REQUIREMENT: Please restate each entry exactly, without skipping any.

RECORDS SHOWN:

_ _ _ _ _ _ _

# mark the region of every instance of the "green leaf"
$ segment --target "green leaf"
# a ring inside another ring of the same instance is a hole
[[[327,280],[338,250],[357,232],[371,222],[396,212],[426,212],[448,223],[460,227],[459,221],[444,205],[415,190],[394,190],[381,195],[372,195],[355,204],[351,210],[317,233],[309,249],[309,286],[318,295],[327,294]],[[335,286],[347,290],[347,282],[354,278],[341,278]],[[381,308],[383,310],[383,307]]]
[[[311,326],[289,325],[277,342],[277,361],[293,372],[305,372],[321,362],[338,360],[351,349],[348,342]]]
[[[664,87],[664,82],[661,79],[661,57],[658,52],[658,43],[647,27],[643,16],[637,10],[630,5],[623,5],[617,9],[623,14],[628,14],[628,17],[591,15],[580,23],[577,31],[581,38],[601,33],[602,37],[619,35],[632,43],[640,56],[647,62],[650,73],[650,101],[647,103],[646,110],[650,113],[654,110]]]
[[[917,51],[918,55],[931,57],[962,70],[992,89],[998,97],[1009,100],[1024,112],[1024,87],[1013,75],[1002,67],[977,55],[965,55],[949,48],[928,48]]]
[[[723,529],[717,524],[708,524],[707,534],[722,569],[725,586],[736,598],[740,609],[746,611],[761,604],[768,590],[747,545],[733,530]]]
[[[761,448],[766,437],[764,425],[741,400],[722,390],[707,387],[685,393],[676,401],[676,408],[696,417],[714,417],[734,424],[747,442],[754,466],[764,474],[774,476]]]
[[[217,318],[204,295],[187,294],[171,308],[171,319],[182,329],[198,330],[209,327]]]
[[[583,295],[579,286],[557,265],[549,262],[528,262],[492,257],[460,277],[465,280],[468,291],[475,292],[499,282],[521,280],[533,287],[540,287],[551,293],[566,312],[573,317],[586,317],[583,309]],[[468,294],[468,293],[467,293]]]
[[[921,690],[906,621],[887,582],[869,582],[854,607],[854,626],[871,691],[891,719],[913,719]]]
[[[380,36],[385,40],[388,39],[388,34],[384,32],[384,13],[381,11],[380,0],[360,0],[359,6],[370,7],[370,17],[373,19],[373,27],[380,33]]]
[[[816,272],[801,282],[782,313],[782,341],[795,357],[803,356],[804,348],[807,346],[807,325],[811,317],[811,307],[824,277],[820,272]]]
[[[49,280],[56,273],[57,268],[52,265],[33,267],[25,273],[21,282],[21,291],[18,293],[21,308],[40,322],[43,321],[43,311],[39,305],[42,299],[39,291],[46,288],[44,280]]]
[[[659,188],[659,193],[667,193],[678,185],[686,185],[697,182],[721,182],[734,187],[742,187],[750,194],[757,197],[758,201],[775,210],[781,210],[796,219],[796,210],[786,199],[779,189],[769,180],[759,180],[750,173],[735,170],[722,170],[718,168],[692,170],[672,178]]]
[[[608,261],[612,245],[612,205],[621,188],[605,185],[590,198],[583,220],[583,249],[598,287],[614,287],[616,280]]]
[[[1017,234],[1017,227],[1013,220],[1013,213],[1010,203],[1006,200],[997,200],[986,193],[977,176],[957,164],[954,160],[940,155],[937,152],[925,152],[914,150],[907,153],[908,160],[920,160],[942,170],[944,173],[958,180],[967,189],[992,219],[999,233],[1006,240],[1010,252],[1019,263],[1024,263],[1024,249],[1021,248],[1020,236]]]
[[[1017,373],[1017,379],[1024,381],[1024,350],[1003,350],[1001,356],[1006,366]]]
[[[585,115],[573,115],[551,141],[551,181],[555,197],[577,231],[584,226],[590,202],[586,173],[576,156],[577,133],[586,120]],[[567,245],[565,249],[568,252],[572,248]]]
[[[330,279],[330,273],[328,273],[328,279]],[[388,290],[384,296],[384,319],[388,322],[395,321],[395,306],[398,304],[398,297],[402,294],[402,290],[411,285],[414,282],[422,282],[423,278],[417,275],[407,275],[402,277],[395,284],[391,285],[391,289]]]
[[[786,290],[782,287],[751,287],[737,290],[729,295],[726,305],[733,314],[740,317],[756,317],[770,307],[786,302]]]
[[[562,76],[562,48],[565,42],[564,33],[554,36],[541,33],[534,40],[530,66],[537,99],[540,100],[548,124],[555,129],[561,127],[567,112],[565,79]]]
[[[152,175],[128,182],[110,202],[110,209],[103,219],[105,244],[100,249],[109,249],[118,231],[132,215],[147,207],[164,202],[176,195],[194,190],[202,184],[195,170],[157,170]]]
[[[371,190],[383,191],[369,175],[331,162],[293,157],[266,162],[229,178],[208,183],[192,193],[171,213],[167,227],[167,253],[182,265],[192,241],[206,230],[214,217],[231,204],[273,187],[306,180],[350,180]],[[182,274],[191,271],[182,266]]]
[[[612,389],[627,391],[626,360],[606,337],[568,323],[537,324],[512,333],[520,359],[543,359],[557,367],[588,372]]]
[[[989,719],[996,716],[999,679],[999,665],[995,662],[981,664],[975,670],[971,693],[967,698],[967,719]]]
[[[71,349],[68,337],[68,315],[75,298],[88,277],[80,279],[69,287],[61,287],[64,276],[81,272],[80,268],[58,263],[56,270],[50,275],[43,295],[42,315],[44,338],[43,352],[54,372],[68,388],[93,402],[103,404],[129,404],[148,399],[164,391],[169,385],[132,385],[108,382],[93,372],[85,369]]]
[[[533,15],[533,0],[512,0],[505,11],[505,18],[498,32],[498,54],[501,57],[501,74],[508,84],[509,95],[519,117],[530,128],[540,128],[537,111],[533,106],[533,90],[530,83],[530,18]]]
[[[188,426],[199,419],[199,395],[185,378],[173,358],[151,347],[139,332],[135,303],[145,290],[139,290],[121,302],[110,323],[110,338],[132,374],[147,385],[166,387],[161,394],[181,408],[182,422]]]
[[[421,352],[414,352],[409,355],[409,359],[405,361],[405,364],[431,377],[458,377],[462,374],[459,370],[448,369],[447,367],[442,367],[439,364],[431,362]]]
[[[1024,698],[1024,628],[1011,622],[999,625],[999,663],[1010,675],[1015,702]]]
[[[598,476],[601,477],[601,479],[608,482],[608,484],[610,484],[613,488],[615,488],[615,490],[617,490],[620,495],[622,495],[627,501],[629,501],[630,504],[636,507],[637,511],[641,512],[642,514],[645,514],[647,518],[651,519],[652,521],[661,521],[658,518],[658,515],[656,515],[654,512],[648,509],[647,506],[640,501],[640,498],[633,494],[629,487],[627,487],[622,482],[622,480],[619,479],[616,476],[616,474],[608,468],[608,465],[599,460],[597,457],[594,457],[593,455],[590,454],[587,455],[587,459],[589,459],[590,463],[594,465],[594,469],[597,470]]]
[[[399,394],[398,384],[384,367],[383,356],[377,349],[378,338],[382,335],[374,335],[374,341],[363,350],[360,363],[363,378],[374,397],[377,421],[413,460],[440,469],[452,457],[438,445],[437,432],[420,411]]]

_ _ _ _ _ _ _

ANSWER TO THE EXERCISE:
# mark the region of every instance of the "green leaf"
$ segment --target "green leaf"
# a ring inside another ring of the same instance is a hole
[[[327,280],[338,250],[357,232],[371,222],[396,212],[426,212],[448,223],[460,227],[459,221],[444,205],[415,190],[394,190],[381,195],[372,195],[355,204],[351,210],[317,233],[309,249],[309,286],[318,295],[327,294]],[[335,286],[347,290],[347,282],[354,278],[341,278]],[[381,308],[383,310],[383,307]]]
[[[311,326],[289,325],[277,342],[277,361],[293,372],[305,372],[321,362],[338,360],[351,349],[348,342]]]
[[[664,87],[664,82],[661,79],[661,57],[658,52],[658,43],[647,27],[643,16],[637,10],[630,5],[623,5],[617,9],[623,14],[628,14],[628,17],[591,15],[580,23],[577,31],[581,38],[601,33],[602,37],[619,35],[632,43],[640,56],[647,62],[650,73],[650,101],[647,103],[646,110],[650,113],[654,110]]]
[[[917,51],[918,55],[931,57],[962,70],[992,89],[998,97],[1009,100],[1024,112],[1024,87],[1013,75],[1002,67],[977,55],[965,55],[949,48],[928,48]]]
[[[723,529],[717,524],[708,524],[707,534],[722,569],[725,586],[736,598],[740,609],[746,611],[761,604],[768,590],[747,545],[733,530]]]
[[[761,448],[766,437],[764,425],[741,400],[722,390],[707,387],[685,393],[676,401],[676,408],[696,417],[714,417],[734,424],[747,442],[754,466],[764,474],[774,476]]]
[[[217,318],[204,295],[187,294],[171,308],[171,319],[182,329],[198,330],[209,327]]]
[[[583,295],[579,286],[557,265],[549,262],[528,262],[492,257],[460,277],[465,280],[468,291],[475,292],[499,282],[521,280],[533,287],[540,287],[551,293],[566,312],[573,317],[586,317],[583,309]],[[468,294],[468,293],[467,293]]]
[[[921,690],[906,621],[887,582],[869,582],[854,607],[854,626],[871,691],[891,719],[913,719]]]
[[[380,36],[385,40],[388,39],[388,34],[384,32],[384,13],[381,11],[380,0],[360,0],[359,6],[370,7],[370,17],[373,19],[373,27],[380,33]]]
[[[816,272],[801,282],[782,313],[782,341],[795,357],[803,356],[804,348],[807,346],[807,325],[811,317],[811,307],[824,277],[820,272]]]
[[[49,280],[56,273],[57,268],[52,265],[33,267],[25,273],[21,282],[21,291],[18,293],[21,308],[40,322],[43,321],[43,311],[39,305],[42,299],[39,291],[46,288],[44,280]]]
[[[659,188],[659,193],[667,193],[678,185],[686,185],[697,182],[721,182],[734,187],[742,187],[750,194],[757,197],[758,201],[775,210],[781,210],[796,219],[796,210],[786,199],[779,189],[769,180],[759,180],[750,173],[735,170],[722,170],[718,168],[692,170],[672,178]]]
[[[608,261],[612,245],[612,205],[621,188],[605,185],[590,198],[583,220],[583,249],[598,287],[614,287],[616,280]]]
[[[1017,234],[1017,227],[1013,220],[1013,213],[1010,203],[1006,200],[997,200],[986,193],[977,176],[957,164],[954,160],[940,155],[937,152],[925,152],[914,150],[907,153],[908,160],[920,160],[942,170],[944,173],[958,180],[967,189],[992,219],[999,233],[1006,240],[1010,252],[1019,263],[1024,263],[1024,249],[1021,248],[1020,236]]]
[[[1017,373],[1017,379],[1024,381],[1024,350],[1003,350],[1001,356],[1006,366]]]
[[[585,115],[573,115],[551,141],[551,181],[555,197],[577,231],[584,226],[590,202],[586,173],[576,156],[577,133],[586,120]],[[567,245],[565,249],[568,252],[572,248]]]
[[[330,279],[330,273],[328,273],[328,279]],[[388,290],[384,296],[384,319],[388,322],[395,321],[395,306],[398,304],[398,297],[402,294],[402,290],[411,285],[414,282],[422,282],[423,278],[417,275],[407,275],[402,277],[395,284],[391,285],[391,289]]]
[[[786,290],[782,287],[751,287],[737,290],[729,295],[726,305],[733,314],[740,317],[756,317],[770,307],[786,302]]]
[[[562,76],[562,48],[565,42],[564,33],[554,36],[541,33],[534,40],[530,66],[537,99],[540,100],[548,124],[555,129],[561,127],[567,112],[565,79]]]
[[[152,175],[128,182],[110,202],[110,209],[103,219],[105,244],[100,249],[109,249],[118,231],[132,215],[147,207],[164,202],[176,195],[194,190],[202,184],[195,170],[157,170]]]
[[[371,190],[383,191],[369,175],[331,162],[293,157],[266,162],[229,178],[208,183],[192,193],[171,213],[167,227],[167,253],[182,265],[192,241],[206,230],[214,217],[231,204],[273,187],[306,180],[350,180]],[[182,274],[191,271],[182,266]]]
[[[612,389],[627,391],[626,360],[606,337],[568,323],[537,324],[512,333],[520,359],[543,359],[557,367],[588,372]]]
[[[989,719],[996,716],[999,679],[999,665],[995,662],[981,664],[975,670],[971,693],[967,698],[967,719]]]
[[[71,349],[68,337],[68,315],[75,298],[88,277],[80,279],[69,287],[61,287],[64,276],[81,272],[80,268],[58,263],[56,270],[50,275],[43,295],[42,315],[44,338],[43,352],[54,372],[68,388],[93,402],[103,404],[129,404],[148,399],[164,391],[169,385],[132,385],[108,382],[93,372],[85,369]]]
[[[533,15],[533,0],[512,0],[505,11],[505,18],[498,32],[498,54],[501,57],[501,74],[508,84],[509,95],[519,117],[530,128],[540,128],[537,111],[533,106],[533,90],[530,83],[530,18]]]
[[[188,426],[199,419],[199,395],[185,378],[173,358],[151,347],[139,332],[135,303],[145,290],[139,290],[121,302],[110,323],[110,338],[132,374],[147,385],[166,387],[161,394],[181,408],[182,422]]]
[[[421,352],[414,352],[409,355],[409,359],[405,361],[405,364],[431,377],[458,377],[462,374],[459,370],[448,369],[447,367],[442,367],[439,364],[431,362]]]
[[[1024,698],[1024,628],[1011,622],[999,625],[999,663],[1010,675],[1015,702]]]
[[[598,476],[601,477],[601,479],[608,482],[608,484],[610,484],[613,488],[615,488],[615,490],[617,490],[620,495],[622,495],[627,501],[629,501],[630,504],[636,507],[637,511],[641,512],[642,514],[645,514],[647,518],[651,519],[652,521],[661,521],[658,518],[658,515],[656,515],[654,512],[648,509],[647,506],[640,501],[640,498],[633,494],[629,487],[627,487],[622,482],[622,480],[619,479],[616,476],[616,474],[608,468],[608,465],[599,460],[597,457],[594,457],[593,455],[590,454],[587,455],[587,459],[589,459],[590,463],[594,465],[594,469],[597,470]]]
[[[399,394],[398,384],[384,367],[383,356],[377,349],[378,338],[382,335],[374,335],[374,341],[363,350],[360,363],[363,378],[374,397],[377,421],[413,460],[440,469],[452,457],[438,445],[437,432],[420,411]]]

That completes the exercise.